▸ Actividad
¿Puedes continuar el texto sobre la migración a partir de su última oración?

▸ Texto para análisis
Pero las personas también migran por otras razones, ante todo por «el anhelo de una vida mejor, a lo que se une en muchas ocasiones el deseo de querer dejar atrás la “desesperación” de un futuro imposible de construir».
Se ponen en camino para reunirse con sus familias, para encontrar mejores oportunidades de trabajo o de educación: quien no puede disfrutar de estos derechos, no puede vivir en paz. Además, como he subrayado en la Encíclica Laudato si’, «es trágico el aumento de los migrantes huyendo de la miseria empeorada por la degradación ambiental».
La mayoría emigra siguiendo un procedimiento regulado, mientras que otros se ven forzados a tomar otras vías, sobre todo a causa de la desesperación, cuando su patria no les ofrece seguridad y oportunidades, y toda vía legal parece imposible, bloqueada o demasiado lenta.
En muchos países de destino se ha difundido ampliamente una retórica que enfatiza los riesgos para la seguridad nacional o el coste de la acogida de los que llegan, despreciando así la dignidad humana que se les ha de reconocer a todos, en cuanto que son hijos e hijas de Dios. Los que fomentan el miedo hacia los migrantes, en ocasiones con fines políticos, en lugar de construir la paz siembran violencia, discriminación racial y xenofobia, que son fuente de gran preocupación para todos aquellos que se toman en serio la protección de cada ser humano.

(Entradas de datos almacenadas)
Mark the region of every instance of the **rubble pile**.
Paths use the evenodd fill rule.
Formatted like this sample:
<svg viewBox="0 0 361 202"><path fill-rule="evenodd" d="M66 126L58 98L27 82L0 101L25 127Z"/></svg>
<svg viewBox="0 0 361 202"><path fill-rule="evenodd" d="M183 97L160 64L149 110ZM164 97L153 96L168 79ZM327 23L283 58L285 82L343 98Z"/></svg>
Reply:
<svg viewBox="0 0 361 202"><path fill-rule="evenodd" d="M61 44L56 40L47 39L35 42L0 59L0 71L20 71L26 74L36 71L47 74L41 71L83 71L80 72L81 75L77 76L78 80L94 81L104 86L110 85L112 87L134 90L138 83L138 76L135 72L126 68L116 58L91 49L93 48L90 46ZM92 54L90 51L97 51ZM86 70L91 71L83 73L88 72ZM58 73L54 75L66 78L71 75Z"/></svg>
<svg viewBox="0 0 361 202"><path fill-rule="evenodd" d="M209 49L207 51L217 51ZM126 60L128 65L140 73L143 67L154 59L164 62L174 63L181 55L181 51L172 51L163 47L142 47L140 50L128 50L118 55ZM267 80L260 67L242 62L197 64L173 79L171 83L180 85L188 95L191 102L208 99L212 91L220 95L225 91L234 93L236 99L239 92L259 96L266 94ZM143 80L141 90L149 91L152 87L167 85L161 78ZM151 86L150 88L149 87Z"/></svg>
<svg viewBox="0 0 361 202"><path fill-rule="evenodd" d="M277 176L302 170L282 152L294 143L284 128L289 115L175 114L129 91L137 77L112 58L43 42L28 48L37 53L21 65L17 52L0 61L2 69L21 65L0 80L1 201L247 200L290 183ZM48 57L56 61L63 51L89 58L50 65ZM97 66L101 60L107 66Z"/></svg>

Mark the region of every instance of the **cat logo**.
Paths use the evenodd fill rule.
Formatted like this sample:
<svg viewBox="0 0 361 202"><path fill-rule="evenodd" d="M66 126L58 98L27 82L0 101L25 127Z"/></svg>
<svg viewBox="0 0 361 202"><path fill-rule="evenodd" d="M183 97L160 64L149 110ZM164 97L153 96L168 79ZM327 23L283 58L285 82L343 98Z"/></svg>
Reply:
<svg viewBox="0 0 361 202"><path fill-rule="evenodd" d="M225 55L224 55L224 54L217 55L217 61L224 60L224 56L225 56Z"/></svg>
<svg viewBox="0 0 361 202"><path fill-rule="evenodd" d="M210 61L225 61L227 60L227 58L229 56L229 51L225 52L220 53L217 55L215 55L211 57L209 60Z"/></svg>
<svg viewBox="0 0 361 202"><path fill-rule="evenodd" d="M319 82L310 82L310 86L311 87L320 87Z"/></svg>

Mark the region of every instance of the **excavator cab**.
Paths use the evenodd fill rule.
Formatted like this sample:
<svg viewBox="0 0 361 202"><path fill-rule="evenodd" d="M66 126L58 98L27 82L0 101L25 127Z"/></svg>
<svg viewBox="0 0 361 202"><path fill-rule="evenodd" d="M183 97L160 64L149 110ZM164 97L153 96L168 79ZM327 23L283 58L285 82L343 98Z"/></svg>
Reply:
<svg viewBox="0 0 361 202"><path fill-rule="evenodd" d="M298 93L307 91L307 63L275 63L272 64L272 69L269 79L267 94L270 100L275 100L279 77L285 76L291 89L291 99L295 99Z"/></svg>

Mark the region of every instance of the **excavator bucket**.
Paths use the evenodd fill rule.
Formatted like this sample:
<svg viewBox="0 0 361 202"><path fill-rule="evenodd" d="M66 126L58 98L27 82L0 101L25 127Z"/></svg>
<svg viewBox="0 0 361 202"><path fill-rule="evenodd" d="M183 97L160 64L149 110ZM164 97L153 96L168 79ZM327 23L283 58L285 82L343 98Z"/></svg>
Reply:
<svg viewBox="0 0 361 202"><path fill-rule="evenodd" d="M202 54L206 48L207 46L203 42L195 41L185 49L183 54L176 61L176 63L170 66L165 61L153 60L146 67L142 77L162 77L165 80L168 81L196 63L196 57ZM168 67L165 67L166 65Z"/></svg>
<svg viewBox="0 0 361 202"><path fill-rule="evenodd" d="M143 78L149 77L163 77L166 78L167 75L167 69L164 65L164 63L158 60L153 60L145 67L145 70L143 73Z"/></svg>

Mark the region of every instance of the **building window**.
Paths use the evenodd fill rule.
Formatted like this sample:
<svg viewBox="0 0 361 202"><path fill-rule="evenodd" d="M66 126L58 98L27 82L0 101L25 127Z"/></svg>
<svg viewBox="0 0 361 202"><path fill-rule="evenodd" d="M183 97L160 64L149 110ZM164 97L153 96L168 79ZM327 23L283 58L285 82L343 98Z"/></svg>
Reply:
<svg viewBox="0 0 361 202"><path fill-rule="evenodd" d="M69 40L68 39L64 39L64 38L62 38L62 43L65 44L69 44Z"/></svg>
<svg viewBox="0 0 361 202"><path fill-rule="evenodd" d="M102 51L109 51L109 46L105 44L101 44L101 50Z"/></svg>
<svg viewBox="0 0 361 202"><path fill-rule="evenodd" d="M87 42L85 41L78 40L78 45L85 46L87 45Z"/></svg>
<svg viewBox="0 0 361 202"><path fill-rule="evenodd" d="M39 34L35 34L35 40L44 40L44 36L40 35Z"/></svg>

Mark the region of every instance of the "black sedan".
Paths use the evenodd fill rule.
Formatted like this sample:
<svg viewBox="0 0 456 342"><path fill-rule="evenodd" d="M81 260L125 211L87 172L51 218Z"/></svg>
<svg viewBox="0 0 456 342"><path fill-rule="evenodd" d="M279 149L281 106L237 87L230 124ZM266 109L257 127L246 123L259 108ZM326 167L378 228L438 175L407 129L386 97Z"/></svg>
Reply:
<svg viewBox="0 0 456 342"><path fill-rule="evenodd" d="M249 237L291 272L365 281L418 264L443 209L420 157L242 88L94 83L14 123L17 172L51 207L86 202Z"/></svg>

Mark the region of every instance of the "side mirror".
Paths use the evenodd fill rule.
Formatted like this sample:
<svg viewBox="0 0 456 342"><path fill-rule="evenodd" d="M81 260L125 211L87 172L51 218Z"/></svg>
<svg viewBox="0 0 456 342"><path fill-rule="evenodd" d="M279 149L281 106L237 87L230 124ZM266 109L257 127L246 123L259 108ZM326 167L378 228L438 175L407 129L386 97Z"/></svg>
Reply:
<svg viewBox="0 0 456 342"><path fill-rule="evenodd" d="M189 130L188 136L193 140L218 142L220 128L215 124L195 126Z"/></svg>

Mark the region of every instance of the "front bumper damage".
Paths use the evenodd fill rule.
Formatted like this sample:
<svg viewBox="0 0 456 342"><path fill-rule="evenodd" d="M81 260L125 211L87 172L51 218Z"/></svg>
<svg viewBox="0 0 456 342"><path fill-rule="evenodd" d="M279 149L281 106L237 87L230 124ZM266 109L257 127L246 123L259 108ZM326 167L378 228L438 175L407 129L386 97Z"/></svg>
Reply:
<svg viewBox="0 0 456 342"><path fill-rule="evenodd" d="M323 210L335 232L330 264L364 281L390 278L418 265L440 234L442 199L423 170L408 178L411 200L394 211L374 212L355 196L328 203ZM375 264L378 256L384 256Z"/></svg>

▸ Resultado del ejercicio
Todos los datos de que dispone la comunidad internacional indican que las migraciones globales seguirán marcando nuestro futuro. Algunos las consideran una amenaza. Os invito, al contrario, a contemplarlas con una mirada llena de confianza, como una oportunidad para construir un futuro de paz.

3. Una mirada contemplativa
La sabiduría de la fe alimenta esta mirada, capaz de reconocer que todos, «tanto emigrantes como poblaciones locales que los acogen, forman parte de una sola familia, y todos tienen el mismo derecho a gozar de los bienes de la tierra, cuya destinación es universal, como enseña la doctrina social de la Iglesia. Aquí encuentran fundamento la solidaridad y el compartir».
Estas palabras nos remiten a la imagen de la nueva Jerusalén. El libro del profeta Isaías (cap. 60) y el Apocalipsis (cap. 21) la describen como una ciudad con las puertas siempre abiertas, para dejar entrar a personas de todas las naciones, que la admiran y la colman de riquezas.
La paz es el gobernante que la guía y la justicia el principio que rige la convivencia entre todos dentro de ella. Necesitamos ver también la ciudad donde vivimos con esta mirada contemplativa, «esto es, una mirada de fe que descubra al Dios que habita en sus hogares, en sus calles, en sus plazas [promoviendo] la solidaridad, la fraternidad, el deseo de bien, de verdad, de justicia»; en otras palabras, realizando la promesa de la paz.
Observando a los migrantes y a los refugiados, esta mirada sabe descubrir que no llegan con las manos vacías: traen consigo la riqueza de su valentía, su capacidad, sus energías y sus aspiraciones, y por supuesto los tesoros de su propia cultura, enriqueciendo así la vida de las naciones que los acogen.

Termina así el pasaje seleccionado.